> [Excerpt]:
———

Logic of Outcome Research - Evaluating Treatment of Mental Disorders

How can we find out whether a psychological or biomedical treatment truly provides relief for someone with a particular mental disorder?

The Logic of Outcome Research

 

How can we find out whether a psychological or biomedical treatment truly provides relief for someone with a particular mental disorder? As a way of tackling this issue, let us suppose that we want to find out whether a given drug—say, Wellbutrin—reduces the symptoms of depression. For a first step, we could administer Wellbutrin to a group of patients diagnosed with depression, and assess the patients’ status before and afterreceiving the medication. This assessment would provide useful information, but a lit-tle reflection shows that relying only on this procedure would be a mistake.

———

> [Tasks to perform]:
(a) Answer these questions about the excerpt on outcome research:
(i) According to the title line, what is being evaluated?
(ii) Which drug is given as the example?
(iii) Which group of patients would receive that drug in the first step?
(b) Copy the stretch of the excerpt on outcome research from "Logic of Outcome Research - Evaluating" through "be a mistake.".

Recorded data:
———

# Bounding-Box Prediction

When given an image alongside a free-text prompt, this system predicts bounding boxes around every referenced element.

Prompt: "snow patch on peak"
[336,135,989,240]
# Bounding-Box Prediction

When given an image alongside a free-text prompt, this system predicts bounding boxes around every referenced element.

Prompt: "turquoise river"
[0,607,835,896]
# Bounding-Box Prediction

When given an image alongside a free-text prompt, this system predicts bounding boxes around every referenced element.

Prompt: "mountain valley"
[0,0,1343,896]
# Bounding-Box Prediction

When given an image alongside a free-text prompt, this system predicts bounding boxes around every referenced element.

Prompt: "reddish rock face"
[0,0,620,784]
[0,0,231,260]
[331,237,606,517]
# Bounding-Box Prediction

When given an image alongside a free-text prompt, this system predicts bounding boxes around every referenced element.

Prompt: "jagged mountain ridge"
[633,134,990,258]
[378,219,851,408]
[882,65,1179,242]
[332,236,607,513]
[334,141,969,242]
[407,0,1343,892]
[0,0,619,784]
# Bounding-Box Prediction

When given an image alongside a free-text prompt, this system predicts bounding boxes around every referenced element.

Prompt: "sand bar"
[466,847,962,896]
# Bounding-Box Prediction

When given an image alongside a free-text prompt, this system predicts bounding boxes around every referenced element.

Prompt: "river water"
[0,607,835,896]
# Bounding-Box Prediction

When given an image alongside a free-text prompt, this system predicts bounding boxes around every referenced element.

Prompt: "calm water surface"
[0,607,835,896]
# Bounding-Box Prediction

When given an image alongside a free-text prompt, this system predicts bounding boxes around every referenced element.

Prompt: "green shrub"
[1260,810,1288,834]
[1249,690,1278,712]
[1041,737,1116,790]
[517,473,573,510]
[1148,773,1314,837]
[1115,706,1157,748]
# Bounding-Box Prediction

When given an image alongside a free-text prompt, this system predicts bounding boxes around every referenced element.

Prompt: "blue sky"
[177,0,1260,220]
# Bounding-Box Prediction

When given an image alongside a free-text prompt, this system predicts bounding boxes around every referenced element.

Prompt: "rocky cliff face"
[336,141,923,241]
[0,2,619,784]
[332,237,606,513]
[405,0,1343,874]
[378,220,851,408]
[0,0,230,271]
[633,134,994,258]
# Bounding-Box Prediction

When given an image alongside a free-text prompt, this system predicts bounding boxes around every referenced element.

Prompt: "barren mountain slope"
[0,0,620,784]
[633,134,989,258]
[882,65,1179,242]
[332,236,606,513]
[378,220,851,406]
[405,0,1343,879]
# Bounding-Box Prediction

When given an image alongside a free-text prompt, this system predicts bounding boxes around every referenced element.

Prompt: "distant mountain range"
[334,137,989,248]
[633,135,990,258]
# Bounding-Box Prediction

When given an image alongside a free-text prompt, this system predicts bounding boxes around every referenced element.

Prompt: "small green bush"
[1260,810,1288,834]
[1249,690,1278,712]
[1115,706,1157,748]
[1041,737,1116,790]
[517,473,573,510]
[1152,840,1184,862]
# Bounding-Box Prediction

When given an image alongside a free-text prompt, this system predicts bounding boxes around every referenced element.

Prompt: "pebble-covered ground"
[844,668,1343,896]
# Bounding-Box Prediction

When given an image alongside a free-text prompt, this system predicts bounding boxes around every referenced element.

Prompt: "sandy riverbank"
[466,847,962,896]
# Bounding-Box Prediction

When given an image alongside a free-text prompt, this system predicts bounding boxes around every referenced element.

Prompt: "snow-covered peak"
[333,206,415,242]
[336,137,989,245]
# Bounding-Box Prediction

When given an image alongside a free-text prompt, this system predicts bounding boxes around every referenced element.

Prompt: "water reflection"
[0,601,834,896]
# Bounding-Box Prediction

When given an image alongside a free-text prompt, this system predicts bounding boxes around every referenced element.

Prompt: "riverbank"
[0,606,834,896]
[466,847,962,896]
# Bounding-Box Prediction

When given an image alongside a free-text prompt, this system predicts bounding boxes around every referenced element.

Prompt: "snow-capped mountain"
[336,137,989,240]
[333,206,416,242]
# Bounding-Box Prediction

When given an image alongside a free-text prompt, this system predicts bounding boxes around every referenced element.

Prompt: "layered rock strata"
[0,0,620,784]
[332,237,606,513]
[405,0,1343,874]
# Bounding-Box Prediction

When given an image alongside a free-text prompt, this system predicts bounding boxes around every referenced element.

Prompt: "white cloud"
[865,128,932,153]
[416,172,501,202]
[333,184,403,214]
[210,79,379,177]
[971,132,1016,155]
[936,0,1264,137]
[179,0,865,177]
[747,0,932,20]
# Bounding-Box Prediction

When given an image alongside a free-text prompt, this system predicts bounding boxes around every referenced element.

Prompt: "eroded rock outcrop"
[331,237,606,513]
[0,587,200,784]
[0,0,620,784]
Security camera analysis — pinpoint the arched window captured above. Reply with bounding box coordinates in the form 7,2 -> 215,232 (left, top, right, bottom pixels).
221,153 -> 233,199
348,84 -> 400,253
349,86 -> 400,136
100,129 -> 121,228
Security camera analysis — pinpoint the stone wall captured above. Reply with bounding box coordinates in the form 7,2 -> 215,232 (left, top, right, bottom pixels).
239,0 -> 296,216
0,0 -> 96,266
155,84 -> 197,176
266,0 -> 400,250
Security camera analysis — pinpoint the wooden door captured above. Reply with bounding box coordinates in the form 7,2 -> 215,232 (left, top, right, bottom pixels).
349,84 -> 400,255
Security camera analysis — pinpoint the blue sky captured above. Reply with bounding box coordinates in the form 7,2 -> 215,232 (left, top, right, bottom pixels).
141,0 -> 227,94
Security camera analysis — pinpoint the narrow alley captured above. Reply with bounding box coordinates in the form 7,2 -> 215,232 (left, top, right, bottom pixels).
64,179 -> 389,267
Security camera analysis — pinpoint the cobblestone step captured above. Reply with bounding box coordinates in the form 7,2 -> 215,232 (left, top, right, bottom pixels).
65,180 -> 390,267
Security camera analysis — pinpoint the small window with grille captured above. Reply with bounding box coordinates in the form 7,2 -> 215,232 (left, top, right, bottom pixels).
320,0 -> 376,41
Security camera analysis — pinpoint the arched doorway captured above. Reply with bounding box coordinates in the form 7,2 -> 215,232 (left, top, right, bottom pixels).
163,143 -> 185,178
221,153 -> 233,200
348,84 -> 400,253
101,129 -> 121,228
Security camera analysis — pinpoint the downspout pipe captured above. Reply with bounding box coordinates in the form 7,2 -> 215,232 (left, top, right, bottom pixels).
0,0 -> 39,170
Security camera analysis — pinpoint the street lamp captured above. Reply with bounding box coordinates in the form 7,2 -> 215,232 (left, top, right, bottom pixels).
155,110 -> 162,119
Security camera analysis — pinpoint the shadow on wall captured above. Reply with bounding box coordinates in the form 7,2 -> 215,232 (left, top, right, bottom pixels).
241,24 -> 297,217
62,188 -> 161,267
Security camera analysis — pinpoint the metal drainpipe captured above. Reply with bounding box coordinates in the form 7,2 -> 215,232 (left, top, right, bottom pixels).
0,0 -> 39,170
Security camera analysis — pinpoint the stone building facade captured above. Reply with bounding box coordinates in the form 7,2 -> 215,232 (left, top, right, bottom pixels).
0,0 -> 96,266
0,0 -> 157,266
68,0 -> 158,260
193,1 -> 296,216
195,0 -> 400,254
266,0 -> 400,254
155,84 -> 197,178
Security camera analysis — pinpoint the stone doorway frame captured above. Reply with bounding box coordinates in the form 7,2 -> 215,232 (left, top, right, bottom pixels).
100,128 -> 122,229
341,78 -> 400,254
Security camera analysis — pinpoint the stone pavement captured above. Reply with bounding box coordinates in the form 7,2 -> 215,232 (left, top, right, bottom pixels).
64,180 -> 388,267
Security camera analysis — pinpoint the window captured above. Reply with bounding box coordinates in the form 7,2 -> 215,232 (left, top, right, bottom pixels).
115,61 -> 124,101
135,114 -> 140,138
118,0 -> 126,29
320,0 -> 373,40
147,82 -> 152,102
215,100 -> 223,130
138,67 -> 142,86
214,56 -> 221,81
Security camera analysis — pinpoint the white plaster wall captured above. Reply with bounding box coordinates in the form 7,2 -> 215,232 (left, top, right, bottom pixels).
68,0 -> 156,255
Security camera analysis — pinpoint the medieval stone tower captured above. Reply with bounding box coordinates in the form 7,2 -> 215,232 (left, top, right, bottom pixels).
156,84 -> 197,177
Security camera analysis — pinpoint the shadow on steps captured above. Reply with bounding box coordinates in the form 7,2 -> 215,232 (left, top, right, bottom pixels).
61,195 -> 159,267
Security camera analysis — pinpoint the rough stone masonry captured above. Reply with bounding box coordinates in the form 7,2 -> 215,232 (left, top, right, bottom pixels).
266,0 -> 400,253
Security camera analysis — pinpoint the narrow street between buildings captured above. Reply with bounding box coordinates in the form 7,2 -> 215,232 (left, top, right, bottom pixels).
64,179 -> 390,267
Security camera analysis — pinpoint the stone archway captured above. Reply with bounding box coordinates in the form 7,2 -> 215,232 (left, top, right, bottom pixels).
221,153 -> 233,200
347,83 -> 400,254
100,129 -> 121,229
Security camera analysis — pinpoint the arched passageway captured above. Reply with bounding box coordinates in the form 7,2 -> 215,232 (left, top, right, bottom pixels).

———

> [Answers by item]:
(a)
(i) Treatment of mental disorders.
(ii) Wellbutrin.
(iii) Patients diagnosed with depression.

(b)
Logic of Outcome Research - Evaluating Treatment of Mental Disorders

How can we find out whether a psychological or biomedical treatment truly provides relief for someone with a particular mental disorder?

The Logic of Outcome Research

 

How can we find out whether a psychological or biomedical treatment truly provides relief for someone with a particular mental disorder? As a way of tackling this issue, let us suppose that we want to find out whether a given drug—say, Wellbutrin—reduces the symptoms of depression. For a first step, we could administer Wellbutrin to a group of patients diagnosed with depression, and assess the patients’ status before and afterreceiving the medication. This assessment would provide useful information, but a lit-tle reflection shows that relying only on this procedure would be a mistake.